▶ [WHAT IS BEING ASKED]:
The material below holds pictures; leave them out and reproduce exactly the lines from the one with "[tag] side marker light: a pin per instance" through the one with "[tag] car: a pin per instance", inclusive.

▶ [LISTED RECORDS]:
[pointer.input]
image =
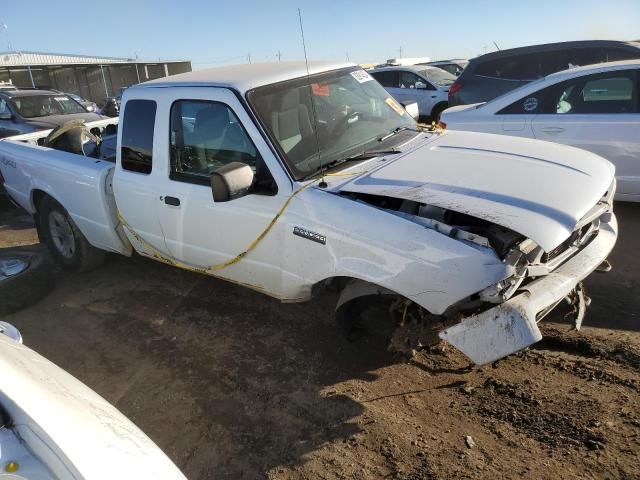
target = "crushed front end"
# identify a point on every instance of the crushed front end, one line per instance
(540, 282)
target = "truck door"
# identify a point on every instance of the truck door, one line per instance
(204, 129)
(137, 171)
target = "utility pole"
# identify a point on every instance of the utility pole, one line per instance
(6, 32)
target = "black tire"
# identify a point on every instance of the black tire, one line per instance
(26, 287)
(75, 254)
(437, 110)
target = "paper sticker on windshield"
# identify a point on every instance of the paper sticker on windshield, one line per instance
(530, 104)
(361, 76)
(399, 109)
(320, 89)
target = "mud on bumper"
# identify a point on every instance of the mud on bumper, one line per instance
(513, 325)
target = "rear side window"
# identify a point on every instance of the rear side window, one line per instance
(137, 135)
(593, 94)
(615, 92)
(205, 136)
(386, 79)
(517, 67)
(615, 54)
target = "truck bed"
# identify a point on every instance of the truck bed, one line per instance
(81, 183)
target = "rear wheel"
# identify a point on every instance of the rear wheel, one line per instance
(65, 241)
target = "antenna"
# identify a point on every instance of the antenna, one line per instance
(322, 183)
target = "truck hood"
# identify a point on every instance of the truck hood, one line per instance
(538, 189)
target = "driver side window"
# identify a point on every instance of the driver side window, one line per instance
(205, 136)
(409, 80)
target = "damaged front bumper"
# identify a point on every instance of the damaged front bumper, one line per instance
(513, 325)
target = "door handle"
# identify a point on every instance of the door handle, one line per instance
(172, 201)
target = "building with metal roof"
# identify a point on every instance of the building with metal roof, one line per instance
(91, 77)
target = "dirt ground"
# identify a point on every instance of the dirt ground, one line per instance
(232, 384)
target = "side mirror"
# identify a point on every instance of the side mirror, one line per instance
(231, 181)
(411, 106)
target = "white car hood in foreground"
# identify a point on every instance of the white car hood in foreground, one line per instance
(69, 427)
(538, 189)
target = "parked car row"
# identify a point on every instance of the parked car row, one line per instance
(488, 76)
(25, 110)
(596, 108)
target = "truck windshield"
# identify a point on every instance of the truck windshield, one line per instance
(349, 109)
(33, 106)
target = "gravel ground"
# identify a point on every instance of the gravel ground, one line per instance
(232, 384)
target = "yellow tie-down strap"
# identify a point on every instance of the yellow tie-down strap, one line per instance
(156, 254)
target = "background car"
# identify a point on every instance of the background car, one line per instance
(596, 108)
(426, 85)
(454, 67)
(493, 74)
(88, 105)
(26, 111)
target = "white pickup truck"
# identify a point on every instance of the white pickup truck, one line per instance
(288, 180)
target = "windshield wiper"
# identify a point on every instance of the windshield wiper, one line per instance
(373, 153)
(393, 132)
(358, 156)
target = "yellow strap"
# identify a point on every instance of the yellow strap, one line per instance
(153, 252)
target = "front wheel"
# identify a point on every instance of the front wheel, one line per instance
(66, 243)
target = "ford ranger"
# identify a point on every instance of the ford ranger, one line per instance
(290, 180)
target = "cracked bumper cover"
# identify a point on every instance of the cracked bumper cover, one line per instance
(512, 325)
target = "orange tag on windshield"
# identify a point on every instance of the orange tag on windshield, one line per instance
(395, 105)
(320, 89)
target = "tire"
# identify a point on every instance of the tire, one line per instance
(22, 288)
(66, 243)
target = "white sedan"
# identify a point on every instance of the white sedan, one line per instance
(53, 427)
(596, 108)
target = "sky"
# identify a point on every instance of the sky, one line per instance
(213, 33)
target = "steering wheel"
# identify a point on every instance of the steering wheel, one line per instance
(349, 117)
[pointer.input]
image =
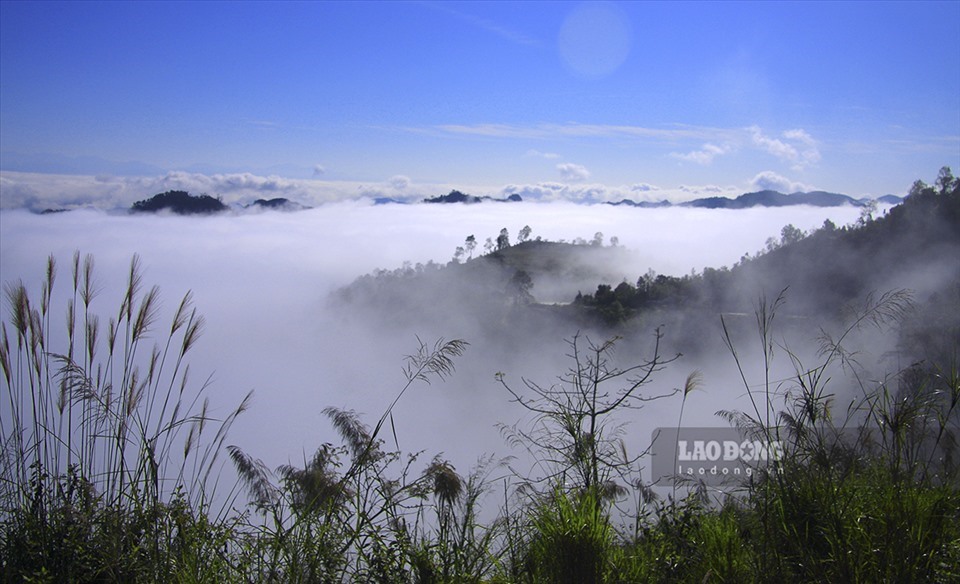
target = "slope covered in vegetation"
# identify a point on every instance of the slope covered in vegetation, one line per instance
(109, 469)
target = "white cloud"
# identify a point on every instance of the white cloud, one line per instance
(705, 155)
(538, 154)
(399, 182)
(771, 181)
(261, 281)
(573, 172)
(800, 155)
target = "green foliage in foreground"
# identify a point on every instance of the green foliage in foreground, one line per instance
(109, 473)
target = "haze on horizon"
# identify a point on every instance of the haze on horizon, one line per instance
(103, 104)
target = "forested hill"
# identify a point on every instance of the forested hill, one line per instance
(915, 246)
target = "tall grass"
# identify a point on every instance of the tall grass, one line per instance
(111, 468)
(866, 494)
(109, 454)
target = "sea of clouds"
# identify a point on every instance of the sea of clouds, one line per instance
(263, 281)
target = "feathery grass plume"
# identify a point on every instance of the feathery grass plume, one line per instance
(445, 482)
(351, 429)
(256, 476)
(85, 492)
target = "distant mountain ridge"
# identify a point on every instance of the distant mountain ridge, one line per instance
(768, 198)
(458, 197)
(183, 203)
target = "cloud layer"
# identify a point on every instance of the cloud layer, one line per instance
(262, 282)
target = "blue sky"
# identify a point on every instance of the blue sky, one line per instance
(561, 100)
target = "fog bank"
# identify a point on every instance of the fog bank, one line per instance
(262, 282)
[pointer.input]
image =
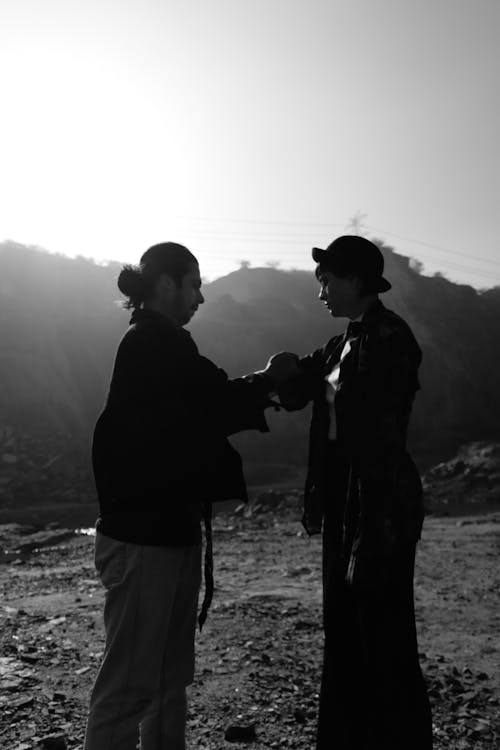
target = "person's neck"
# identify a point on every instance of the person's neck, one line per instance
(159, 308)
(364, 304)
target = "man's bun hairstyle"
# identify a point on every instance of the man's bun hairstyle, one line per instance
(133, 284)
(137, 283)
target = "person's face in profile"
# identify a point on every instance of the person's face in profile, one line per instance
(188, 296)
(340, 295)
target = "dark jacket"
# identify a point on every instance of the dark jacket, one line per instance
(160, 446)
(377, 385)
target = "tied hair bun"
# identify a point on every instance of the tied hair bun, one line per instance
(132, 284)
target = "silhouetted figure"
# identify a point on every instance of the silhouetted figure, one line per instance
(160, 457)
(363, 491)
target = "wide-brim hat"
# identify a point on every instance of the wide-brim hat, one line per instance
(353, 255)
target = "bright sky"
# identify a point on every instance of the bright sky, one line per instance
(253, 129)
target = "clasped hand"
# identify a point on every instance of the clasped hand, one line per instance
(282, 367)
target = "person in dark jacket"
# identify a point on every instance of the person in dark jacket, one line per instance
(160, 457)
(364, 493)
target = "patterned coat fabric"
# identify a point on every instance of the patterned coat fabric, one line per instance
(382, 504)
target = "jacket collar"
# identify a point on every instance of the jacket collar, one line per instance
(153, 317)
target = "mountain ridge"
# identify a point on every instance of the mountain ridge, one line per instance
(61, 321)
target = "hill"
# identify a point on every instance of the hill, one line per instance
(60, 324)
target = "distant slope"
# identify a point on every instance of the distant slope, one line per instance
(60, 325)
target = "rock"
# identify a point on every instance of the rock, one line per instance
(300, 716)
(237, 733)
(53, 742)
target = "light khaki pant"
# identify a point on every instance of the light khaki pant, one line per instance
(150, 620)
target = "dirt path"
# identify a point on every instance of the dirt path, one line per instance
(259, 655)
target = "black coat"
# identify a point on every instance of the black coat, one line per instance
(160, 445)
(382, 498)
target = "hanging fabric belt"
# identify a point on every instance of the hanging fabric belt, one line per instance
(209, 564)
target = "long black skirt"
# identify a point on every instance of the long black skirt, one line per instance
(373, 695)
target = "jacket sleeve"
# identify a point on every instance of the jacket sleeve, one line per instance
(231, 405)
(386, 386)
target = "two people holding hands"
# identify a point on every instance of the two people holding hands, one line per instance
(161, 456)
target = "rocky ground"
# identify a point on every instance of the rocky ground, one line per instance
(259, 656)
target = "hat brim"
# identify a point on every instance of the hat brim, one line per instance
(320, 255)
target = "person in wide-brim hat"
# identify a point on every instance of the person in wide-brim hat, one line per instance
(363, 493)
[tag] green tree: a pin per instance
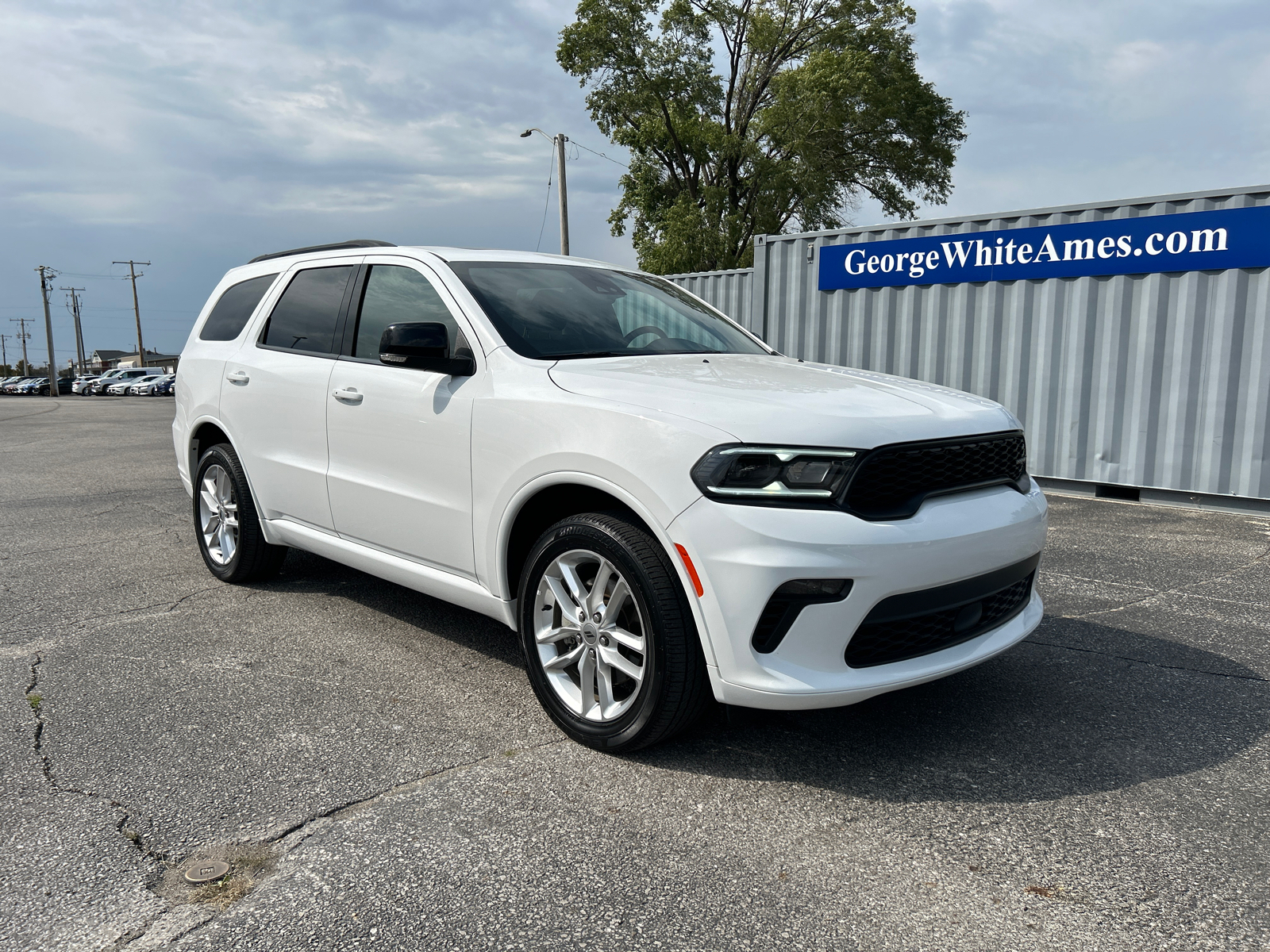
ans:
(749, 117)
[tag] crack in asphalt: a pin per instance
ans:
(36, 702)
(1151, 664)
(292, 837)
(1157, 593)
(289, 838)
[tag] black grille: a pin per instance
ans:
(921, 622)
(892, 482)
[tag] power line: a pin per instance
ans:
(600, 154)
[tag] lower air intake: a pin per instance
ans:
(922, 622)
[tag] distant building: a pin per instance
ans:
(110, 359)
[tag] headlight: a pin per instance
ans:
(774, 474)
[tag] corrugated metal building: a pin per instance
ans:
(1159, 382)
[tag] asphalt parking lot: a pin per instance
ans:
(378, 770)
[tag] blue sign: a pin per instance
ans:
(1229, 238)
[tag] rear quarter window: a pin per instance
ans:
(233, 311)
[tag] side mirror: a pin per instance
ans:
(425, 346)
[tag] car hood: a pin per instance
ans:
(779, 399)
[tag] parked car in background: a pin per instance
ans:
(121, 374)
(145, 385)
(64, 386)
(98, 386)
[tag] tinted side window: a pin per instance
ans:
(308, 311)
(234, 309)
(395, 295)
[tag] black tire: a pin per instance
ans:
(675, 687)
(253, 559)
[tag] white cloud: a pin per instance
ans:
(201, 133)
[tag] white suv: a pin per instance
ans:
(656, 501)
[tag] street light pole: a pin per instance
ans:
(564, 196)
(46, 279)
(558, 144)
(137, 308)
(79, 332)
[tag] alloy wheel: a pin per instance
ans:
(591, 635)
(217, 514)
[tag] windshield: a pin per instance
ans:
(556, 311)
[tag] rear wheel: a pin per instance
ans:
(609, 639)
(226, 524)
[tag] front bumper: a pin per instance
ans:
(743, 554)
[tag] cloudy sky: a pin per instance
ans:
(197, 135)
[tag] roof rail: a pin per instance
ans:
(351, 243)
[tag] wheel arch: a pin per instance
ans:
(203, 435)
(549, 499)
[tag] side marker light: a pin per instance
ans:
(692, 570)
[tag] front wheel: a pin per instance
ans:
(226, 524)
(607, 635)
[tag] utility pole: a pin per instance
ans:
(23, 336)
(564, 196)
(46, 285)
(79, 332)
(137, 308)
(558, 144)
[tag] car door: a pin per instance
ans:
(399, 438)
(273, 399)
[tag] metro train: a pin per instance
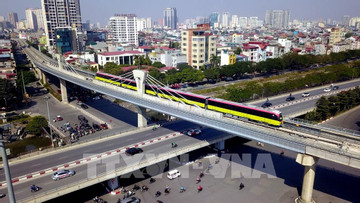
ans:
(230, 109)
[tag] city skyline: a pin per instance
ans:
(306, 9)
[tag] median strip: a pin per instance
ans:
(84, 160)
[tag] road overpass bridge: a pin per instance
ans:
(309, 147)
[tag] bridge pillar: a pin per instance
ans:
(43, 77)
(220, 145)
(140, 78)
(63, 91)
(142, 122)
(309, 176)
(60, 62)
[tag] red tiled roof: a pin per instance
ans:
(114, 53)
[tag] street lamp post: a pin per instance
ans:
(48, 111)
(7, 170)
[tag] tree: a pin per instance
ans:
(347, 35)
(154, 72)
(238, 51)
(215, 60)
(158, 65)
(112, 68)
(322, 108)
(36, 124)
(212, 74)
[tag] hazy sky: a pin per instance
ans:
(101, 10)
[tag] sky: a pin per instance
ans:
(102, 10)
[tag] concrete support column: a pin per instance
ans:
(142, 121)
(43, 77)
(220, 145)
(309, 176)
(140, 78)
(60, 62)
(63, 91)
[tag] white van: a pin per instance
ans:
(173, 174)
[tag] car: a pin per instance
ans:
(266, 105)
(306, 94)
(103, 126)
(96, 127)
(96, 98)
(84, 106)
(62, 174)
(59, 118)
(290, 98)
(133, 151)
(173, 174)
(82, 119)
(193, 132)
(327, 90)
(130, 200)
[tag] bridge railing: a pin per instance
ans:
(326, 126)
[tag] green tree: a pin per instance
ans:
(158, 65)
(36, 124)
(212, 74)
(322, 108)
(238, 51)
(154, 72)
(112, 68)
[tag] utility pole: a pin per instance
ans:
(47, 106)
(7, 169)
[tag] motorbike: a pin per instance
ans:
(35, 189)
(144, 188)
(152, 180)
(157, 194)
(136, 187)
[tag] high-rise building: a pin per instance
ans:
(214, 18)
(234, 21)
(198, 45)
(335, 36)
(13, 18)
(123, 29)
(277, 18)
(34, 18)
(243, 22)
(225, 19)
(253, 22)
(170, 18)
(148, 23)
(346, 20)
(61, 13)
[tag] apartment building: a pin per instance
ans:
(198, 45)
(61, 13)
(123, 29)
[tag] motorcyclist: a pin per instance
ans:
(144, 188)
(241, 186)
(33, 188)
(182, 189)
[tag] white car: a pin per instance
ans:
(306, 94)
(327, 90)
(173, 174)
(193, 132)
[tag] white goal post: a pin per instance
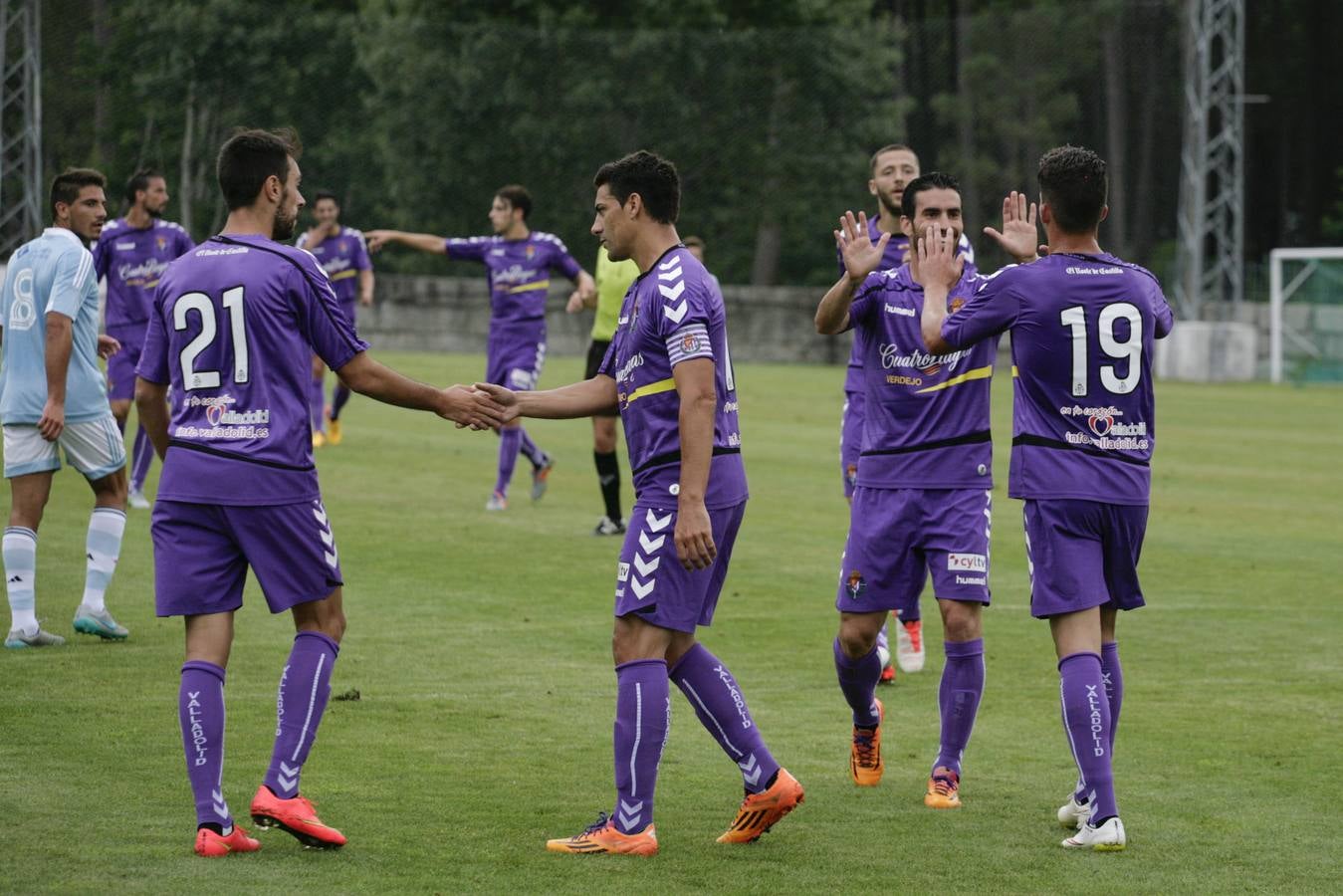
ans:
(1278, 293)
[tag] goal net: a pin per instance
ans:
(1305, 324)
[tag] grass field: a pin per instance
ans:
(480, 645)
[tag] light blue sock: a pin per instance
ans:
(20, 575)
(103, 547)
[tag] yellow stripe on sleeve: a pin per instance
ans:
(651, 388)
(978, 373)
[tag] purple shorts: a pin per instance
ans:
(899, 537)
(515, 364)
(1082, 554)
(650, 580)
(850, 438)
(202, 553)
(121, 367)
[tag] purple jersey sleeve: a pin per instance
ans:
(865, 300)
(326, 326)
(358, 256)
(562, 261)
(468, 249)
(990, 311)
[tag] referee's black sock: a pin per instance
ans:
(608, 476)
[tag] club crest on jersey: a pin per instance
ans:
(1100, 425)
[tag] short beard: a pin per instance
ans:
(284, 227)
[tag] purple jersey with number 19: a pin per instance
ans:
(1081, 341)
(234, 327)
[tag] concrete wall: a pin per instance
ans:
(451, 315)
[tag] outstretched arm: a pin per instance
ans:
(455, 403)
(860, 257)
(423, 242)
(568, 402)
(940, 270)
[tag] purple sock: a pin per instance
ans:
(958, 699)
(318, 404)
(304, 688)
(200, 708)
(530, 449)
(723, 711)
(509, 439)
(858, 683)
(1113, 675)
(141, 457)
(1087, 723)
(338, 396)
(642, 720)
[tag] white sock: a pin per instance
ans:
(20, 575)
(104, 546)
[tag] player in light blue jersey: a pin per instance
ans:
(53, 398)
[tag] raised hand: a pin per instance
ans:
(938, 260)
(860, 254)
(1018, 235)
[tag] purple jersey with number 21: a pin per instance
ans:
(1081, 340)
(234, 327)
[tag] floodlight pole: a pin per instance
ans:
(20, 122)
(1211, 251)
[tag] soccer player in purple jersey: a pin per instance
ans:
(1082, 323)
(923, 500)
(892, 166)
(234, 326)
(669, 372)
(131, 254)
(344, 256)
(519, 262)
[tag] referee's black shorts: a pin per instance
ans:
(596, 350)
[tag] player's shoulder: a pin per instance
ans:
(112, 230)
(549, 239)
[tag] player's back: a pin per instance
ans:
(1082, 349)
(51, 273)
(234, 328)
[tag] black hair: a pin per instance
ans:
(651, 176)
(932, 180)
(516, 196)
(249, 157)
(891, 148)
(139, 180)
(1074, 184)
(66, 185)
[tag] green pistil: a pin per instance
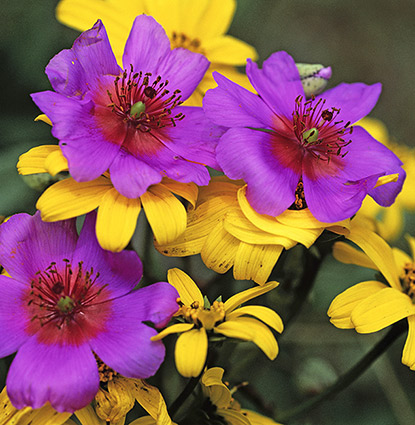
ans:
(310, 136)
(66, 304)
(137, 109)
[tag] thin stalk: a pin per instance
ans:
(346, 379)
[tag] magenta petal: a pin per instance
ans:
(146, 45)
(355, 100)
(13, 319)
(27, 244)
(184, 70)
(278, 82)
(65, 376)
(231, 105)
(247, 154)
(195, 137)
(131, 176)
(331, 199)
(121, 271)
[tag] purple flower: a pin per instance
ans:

▶ [FINAL ANSWER]:
[tag] side marker light: a pin per instance
ans:
(692, 570)
[tag] front wheel: a pin per instance
ans:
(226, 524)
(607, 635)
[tag] utility pole: a pin per instance
ans:
(23, 336)
(564, 196)
(46, 285)
(79, 332)
(137, 308)
(558, 144)
[tag] car door: a pin per instance
ans:
(399, 438)
(273, 399)
[tag] metro train: a pin per instance
ans:
(230, 109)
[tag] city skyline: a pin per instance
ans:
(306, 9)
[tag] median strip: a pin per instance
ans:
(84, 160)
[tag] road overpass bridge: a pin per instance
ans:
(309, 147)
[tag] bridge pillar: a pin per instance
ans:
(43, 77)
(220, 145)
(140, 78)
(63, 91)
(142, 122)
(309, 176)
(60, 62)
[tag] red tiled roof: a pin per instance
ans:
(114, 53)
[tag] street lamp post: a pin per instance
ans:
(48, 111)
(7, 170)
[tag] tree: a pin per instance
ans:
(347, 35)
(154, 72)
(238, 51)
(215, 60)
(158, 65)
(112, 68)
(322, 108)
(36, 124)
(212, 74)
[tag] hazy sky: a pin per instance
ans:
(101, 10)
[tag] sky: a pin per instance
ans:
(102, 10)
[tag] concrete support column: a pin per instance
ans:
(142, 121)
(43, 77)
(220, 145)
(309, 176)
(140, 78)
(60, 62)
(63, 91)
[tag] white van: a pin per instance
ans:
(173, 174)
[tag] car: a pin per instance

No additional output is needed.